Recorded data
=== Begin Enclosure ===
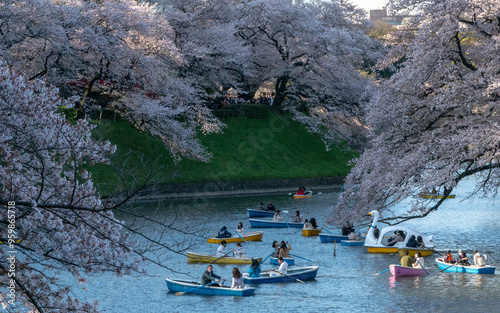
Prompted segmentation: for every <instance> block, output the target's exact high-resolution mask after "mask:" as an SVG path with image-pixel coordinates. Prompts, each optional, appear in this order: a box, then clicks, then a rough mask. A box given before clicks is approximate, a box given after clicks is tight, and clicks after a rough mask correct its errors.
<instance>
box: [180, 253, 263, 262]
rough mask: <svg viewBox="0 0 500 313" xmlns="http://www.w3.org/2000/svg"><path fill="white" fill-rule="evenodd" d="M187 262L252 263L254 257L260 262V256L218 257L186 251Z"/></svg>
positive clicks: (210, 255) (204, 253)
mask: <svg viewBox="0 0 500 313" xmlns="http://www.w3.org/2000/svg"><path fill="white" fill-rule="evenodd" d="M186 256H187V257H188V262H199V263H214V264H215V263H217V264H252V260H253V259H256V260H258V261H259V263H260V262H262V258H253V259H252V258H235V257H230V256H225V257H222V258H221V257H219V256H217V255H213V254H208V253H200V252H189V251H188V252H186Z"/></svg>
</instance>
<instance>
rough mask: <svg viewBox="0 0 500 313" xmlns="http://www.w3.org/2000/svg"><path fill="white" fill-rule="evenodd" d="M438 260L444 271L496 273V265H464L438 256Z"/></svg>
mask: <svg viewBox="0 0 500 313" xmlns="http://www.w3.org/2000/svg"><path fill="white" fill-rule="evenodd" d="M436 262H437V264H438V267H439V270H444V272H458V273H470V274H495V268H496V267H495V266H474V265H471V266H464V265H458V264H457V265H453V264H451V263H446V262H443V258H437V259H436Z"/></svg>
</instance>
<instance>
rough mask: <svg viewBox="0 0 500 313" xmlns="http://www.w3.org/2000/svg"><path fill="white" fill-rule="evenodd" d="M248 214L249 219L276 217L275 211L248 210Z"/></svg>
mask: <svg viewBox="0 0 500 313" xmlns="http://www.w3.org/2000/svg"><path fill="white" fill-rule="evenodd" d="M247 212H248V217H273V216H274V212H273V211H262V210H254V209H247Z"/></svg>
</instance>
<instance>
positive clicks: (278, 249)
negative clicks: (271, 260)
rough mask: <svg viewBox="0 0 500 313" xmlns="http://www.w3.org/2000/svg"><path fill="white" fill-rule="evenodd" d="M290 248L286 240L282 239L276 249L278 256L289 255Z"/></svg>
mask: <svg viewBox="0 0 500 313" xmlns="http://www.w3.org/2000/svg"><path fill="white" fill-rule="evenodd" d="M290 250H292V246H290V244H289V243H288V241H287V242H284V241H282V242H281V244H280V247H279V249H278V258H279V257H282V258H288V257H289V252H290Z"/></svg>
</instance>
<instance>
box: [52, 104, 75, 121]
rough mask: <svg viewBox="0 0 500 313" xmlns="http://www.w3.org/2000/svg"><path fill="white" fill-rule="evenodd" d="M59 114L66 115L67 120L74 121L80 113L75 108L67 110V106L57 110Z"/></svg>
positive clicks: (69, 108) (60, 108)
mask: <svg viewBox="0 0 500 313" xmlns="http://www.w3.org/2000/svg"><path fill="white" fill-rule="evenodd" d="M56 112H57V113H61V114H64V116H65V117H66V119H67V120H69V121H74V120H75V119H76V115H77V113H78V111H77V109H75V108H67V107H65V106H60V107H58V108H57V110H56Z"/></svg>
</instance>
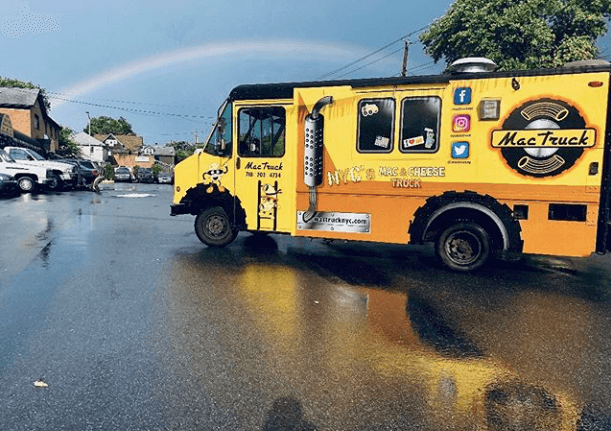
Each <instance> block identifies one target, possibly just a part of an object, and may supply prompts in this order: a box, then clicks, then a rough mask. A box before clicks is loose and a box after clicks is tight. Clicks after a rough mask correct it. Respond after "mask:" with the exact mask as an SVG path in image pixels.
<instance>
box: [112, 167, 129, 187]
mask: <svg viewBox="0 0 611 431" xmlns="http://www.w3.org/2000/svg"><path fill="white" fill-rule="evenodd" d="M115 181H119V182H121V181H122V182H127V183H130V182H131V181H132V173H131V172H130V170H129V168H126V167H125V166H119V167H118V168H116V169H115Z"/></svg>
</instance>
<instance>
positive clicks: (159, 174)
mask: <svg viewBox="0 0 611 431" xmlns="http://www.w3.org/2000/svg"><path fill="white" fill-rule="evenodd" d="M157 182H158V183H159V184H172V175H171V174H170V173H169V172H165V171H161V172H159V175H157Z"/></svg>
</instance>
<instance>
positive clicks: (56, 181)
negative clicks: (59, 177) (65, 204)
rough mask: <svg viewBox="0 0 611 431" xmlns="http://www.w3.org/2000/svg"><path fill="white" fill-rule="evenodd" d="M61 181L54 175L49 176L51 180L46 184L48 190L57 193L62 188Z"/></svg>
mask: <svg viewBox="0 0 611 431" xmlns="http://www.w3.org/2000/svg"><path fill="white" fill-rule="evenodd" d="M63 185H64V184H63V182H62V180H61V179H60V178H59V177H58V176H57V175H55V174H53V175H51V180H50V181H49V182H48V183H47V187H48V188H49V190H51V191H54V192H58V191H60V190H61V189H62V188H63Z"/></svg>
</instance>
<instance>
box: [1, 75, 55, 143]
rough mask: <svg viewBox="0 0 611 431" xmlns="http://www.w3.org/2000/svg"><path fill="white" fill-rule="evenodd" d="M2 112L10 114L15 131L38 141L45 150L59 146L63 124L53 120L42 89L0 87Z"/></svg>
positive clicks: (10, 116) (38, 142)
mask: <svg viewBox="0 0 611 431" xmlns="http://www.w3.org/2000/svg"><path fill="white" fill-rule="evenodd" d="M0 114H5V115H8V116H9V117H10V118H11V123H12V126H13V129H14V130H15V131H19V132H21V133H22V134H23V135H25V136H27V137H28V138H31V139H33V140H35V141H36V142H37V144H38V145H39V147H40V148H41V149H43V150H45V151H50V152H56V151H57V149H58V148H59V132H60V130H61V126H60V125H59V124H57V122H55V120H53V119H52V118H51V117H50V116H49V114H48V112H47V107H46V105H45V101H44V98H43V96H42V92H41V91H40V89H31V88H13V87H0Z"/></svg>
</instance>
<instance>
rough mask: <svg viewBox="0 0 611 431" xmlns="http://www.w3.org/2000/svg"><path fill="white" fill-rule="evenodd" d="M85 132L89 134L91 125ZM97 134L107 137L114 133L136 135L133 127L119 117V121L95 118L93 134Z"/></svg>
mask: <svg viewBox="0 0 611 431" xmlns="http://www.w3.org/2000/svg"><path fill="white" fill-rule="evenodd" d="M83 132H85V133H89V123H88V124H87V125H86V126H85V128H84V129H83ZM97 133H100V134H103V135H107V134H109V133H112V134H114V135H130V134H132V135H133V134H135V133H134V131H133V130H132V125H131V124H129V123H128V122H127V120H126V119H125V118H123V117H119V119H118V120H116V119H114V118H111V117H105V116H101V117H94V118H92V119H91V134H92V135H95V134H97Z"/></svg>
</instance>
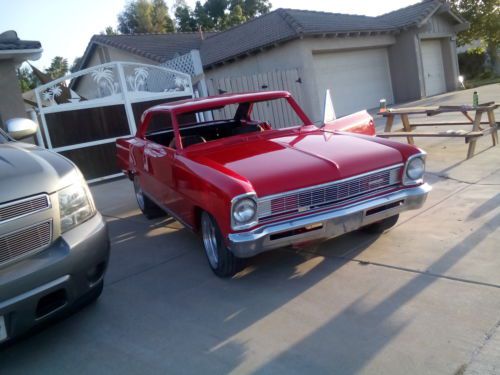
=== End Enclosure ===
[AIM OF THE TASK]:
Count the lines in the entries above that contain the string "positive", treating uppercase and lowercase as distinct. Give only the number.

[WRITTEN ANSWER]:
6